## Exercise instructions
Once the pictures are set aside, transcribe the remaining data exactly.

## Listed records

******************************

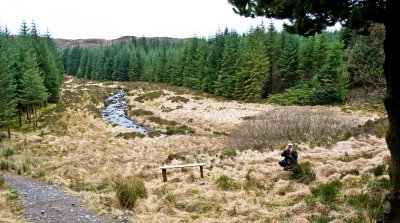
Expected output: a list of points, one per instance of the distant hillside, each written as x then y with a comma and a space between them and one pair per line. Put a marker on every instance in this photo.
64, 43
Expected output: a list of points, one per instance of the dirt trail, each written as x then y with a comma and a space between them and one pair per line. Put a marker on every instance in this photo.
47, 203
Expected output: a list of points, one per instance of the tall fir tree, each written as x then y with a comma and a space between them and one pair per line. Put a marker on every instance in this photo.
33, 91
224, 86
8, 102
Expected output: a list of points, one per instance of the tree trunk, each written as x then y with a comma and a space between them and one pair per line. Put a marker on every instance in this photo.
392, 105
35, 115
19, 118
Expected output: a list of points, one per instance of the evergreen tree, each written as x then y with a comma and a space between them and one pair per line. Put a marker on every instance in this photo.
253, 68
8, 101
73, 60
225, 84
136, 65
33, 91
288, 61
269, 86
121, 67
23, 29
200, 66
305, 58
330, 83
214, 61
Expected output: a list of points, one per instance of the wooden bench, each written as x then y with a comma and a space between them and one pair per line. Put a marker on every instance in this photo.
164, 169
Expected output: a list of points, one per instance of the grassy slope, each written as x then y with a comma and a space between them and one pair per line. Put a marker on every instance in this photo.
76, 149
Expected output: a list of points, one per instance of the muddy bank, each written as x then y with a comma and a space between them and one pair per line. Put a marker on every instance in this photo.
114, 113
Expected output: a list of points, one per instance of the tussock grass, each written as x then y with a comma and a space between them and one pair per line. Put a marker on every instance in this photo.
177, 99
327, 192
277, 127
129, 191
304, 173
130, 135
149, 96
78, 150
224, 182
140, 112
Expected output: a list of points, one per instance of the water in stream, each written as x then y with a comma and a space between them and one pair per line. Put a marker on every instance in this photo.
114, 112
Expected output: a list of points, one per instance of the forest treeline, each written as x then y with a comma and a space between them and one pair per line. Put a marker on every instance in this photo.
261, 64
31, 74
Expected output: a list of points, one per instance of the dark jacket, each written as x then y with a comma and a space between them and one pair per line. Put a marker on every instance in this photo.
290, 157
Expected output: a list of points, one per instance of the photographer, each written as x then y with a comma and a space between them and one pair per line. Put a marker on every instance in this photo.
290, 159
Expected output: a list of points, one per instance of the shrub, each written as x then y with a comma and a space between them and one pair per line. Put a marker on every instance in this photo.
327, 192
304, 173
129, 190
226, 183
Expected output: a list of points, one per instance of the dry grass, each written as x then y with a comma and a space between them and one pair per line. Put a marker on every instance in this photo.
11, 210
87, 152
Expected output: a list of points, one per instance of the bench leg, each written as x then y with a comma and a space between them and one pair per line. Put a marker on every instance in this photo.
201, 172
164, 171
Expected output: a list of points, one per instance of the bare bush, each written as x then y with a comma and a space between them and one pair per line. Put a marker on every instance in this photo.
297, 124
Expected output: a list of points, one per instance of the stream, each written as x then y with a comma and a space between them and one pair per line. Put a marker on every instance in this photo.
114, 112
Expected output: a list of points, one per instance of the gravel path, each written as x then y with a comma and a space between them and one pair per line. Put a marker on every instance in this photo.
48, 204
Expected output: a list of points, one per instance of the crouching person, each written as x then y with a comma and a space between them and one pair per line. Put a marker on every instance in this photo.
290, 158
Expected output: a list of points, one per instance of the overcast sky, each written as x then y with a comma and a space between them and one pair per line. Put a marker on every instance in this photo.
108, 19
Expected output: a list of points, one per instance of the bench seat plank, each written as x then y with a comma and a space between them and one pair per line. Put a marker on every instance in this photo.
182, 166
164, 169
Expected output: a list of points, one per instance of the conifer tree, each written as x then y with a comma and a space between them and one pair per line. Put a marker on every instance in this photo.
23, 29
330, 83
136, 65
253, 68
200, 66
33, 91
269, 86
224, 86
8, 101
288, 61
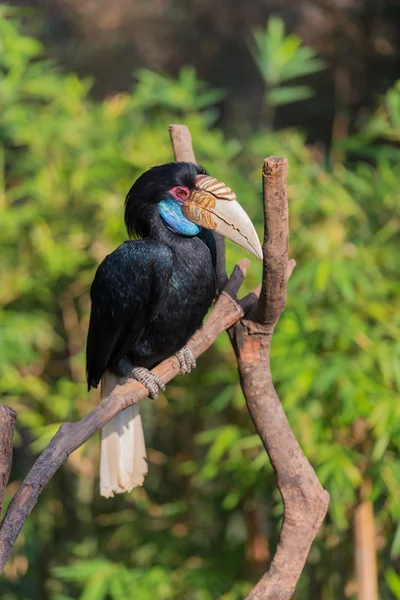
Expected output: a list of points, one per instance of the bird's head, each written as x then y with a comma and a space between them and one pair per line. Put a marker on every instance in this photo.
183, 198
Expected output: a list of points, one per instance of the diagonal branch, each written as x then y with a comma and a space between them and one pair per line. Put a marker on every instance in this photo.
71, 436
7, 424
305, 501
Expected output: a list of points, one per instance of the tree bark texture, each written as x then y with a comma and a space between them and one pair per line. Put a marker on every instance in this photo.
305, 501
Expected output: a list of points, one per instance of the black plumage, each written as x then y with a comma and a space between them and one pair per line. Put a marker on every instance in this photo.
151, 294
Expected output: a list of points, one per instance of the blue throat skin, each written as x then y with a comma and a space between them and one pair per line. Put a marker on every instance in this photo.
172, 215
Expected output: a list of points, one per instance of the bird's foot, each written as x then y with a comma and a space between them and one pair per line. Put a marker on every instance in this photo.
151, 381
186, 359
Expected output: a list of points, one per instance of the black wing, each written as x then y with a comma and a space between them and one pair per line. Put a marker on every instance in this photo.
129, 289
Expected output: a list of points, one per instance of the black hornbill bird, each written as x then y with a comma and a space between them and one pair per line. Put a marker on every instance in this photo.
152, 293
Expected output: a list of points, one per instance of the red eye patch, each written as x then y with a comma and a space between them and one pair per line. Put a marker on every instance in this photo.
181, 193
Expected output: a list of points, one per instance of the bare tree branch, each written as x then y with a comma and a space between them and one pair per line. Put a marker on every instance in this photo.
182, 143
305, 501
7, 424
71, 436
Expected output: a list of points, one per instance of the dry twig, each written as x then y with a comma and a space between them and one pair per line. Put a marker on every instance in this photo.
7, 424
305, 501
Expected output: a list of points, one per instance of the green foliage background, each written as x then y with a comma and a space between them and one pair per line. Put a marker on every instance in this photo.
66, 163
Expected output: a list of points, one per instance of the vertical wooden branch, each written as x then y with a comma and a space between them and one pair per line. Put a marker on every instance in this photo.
305, 501
365, 547
7, 424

******************************

## Reply to the task
Expected output: a list of points, one per instance of the distant hillside, each written as x then y with a comma and a space between them and one pair per line. Put a marker on every instance in this photo.
64, 43
Expected output: a list of points, one per instance of the dirt trail, each written as x then y with a comma and a space between them and one pair per line. Put a marker on every instance in this photo.
47, 203
Expected output: a list of points, one per instance of the tall fir tree, each written as x then y with a comma and a space between them and one pair per line. Put a marker on every instance in this photo.
33, 91
224, 86
8, 102
Expected output: a list of points, one per instance of the tree trunk, each written as x then y with a comma and a space between them and one pair per line. Put a marker on every instance in this photo.
392, 105
35, 115
19, 118
Expected output: a list of points, one per instance of the evergreen tree, each written as x then y with a comma and a space between them and one pair per line. Put a marker on every instance in this photo.
253, 68
8, 101
73, 60
225, 84
136, 65
33, 91
288, 61
269, 86
121, 67
23, 29
200, 66
305, 58
330, 83
214, 61
Expected output: a list of points, one per instance of the wooden bench, each written as x then y with a comma and a space between them and one pair per line. Put a marker on every instance in this photo.
164, 169
Expected output: a list of points, one per instance of the grassy slope, each written as x then y with a comma and a space between them and one pair per line. Put a marker on every instance in this photo.
76, 149
Expected output: a list of points, one per instance of the muddy bank, each written as x then y with a comma and a space between them and one pair per line. Put a marker on every instance in this photo.
114, 113
Expected output: a list of points, one per instance of the tussock grass, each written as x then y with a comma and a space between them and one pair per line. Put a marker on every instance in this photo.
177, 99
327, 192
277, 127
129, 191
304, 173
130, 135
149, 96
78, 150
224, 182
140, 112
Expected output: a list of points, one per instance of the water in stream, each written as x then y with a comma and a space between them and one pair per line. Put a marker on every instance in this photo.
114, 112
Expected output: a list of points, one per instance of the forest treeline, each written as x then y with a comma and a space between them and one pair per line. Put a marker on every instance in this photo.
261, 64
31, 74
Expected output: a list of points, one per instance of the dark jacket, each written as x then y with a comma and a space between them and one pair per line. Put a marker on every instance in this photo.
290, 157
Expected output: a list of points, one per instance of the photographer, each written as x then y with a comma and a space between them and one pair per line. Put a marker on every instance in this photo.
290, 159
Expected output: a list of points, one per instance of the shrub, each written as x then y with a comma and a space between them and one pair per line. Put a marker on every instance in this photo.
327, 192
304, 173
129, 190
226, 183
Expected output: a list of points, one per instance of the dry grass, each written as x then y with a comma and a space between them and one pair per line. Put a marker on every instance in this photo.
11, 210
87, 152
Expected output: a list of points, one per instance of the bench leg, each written as x then y with a comma and a space between them and one pair per line. Put a marker on every instance in this photo.
201, 172
164, 171
Expected output: a list of points, one per instance of the bare bush, each written as x then y with a comma and a space between them and one pair per line. Put a marker on every instance in this photo.
297, 124
Expected output: a list of points, one per instance of the stream, each written as x then y with a comma and a space between them and one pair per line. Put a marker on every instance in this photo.
114, 112
Expected output: a list of points, one per instance of the gravel path, each written as x then y with a comma and a space between them and one pair per line. Put a marker on every instance in this photo.
48, 204
Expected output: a list of points, one per instance of the crouching person, each written as x then y with a comma and a space between them and one pair per line. Put a marker on every instance in this photo.
290, 158
Expected output: a list of points, one per instance of the overcast sky, each written as x then y with a comma and a space between them and one pair per line. Put a marker on every instance in this photo.
108, 19
Expected output: a list of points, one per instance of the bench seat plank, each written as x then y with a comma and a space between them and one pair per line. Put a marker on every instance in this photo.
182, 166
164, 169
Expected output: a list of points, one per instance of the conifer tree, each written as x then y with a comma and a space between them and one pair per line. Put a marker on every instance in this photo.
23, 29
330, 83
136, 65
253, 68
200, 66
33, 91
269, 86
224, 86
8, 101
288, 61
Expected output: a list of points, one per instance of the bird's head, each written as x then y with a comma and a space between them and one pair per line. Put a marker on every instance in this photo.
183, 198
Expected output: a list of points, one per instance of the diagonal branch, each written as x then y with a comma and a space between them and one pair per line. Put a marker on every instance in this photo.
71, 436
7, 424
305, 501
Expected output: a list of points, one per instance of the tree bark texture, each written as x then y with a comma and a space between them and one pair per line. Put a marker on every instance in this photo.
305, 501
Expected output: a list of points, one per instance of the black plumage, each written as x then y with a comma and a space between them and one pair per line. Put a marker on every instance in this photo.
151, 294
Expected output: a list of points, one per instance of the blue throat skin, each written as x then y with a comma and a space between them and one pair per line. Put a marker on every instance in this photo.
172, 215
Expected output: a list of points, one per instance of the bird's foot, each written as x then y with a comma and a space between them and one pair per line. Put a marker on every instance in this photo.
151, 381
186, 359
Expected output: a list of points, one per instance of the black wing, each written as x then y with a comma and a space between them and one pair per line. Put a marker on every instance in this photo.
129, 289
Expected output: a list of points, one per instance of the black hornbill bird, each written as x then y with a comma and a space between them and one pair per line. Put a marker on every instance in this photo.
152, 293
Expected output: a list of points, one per instance of the red eye patch, each written as x then y with a comma and a space between them and one pair per line. Put a marker on every instance in this photo.
181, 193
Expected output: a list of points, one per instance of the bare tree branch, each written as x then y with a comma and a space between them and one pair per line. Put a marker on every instance in this photo.
182, 143
305, 501
7, 424
71, 436
Expected output: a list of points, one per instance of the dry twig, each written as x then y with a comma and a space between them and one pair per line. Put a marker on every instance in this photo.
7, 424
305, 501
Expected output: a list of points, one per instance of the green foliage background, each written as x then y with a comma and a space between them and one pair per line. Put a marker on every instance in this photo.
66, 163
Expected output: a list of points, one per instance of the vertical wooden branch, each written as x then y with a comma and a space between them and one pair per line. Put a marker on every instance in this photo.
305, 501
365, 547
7, 424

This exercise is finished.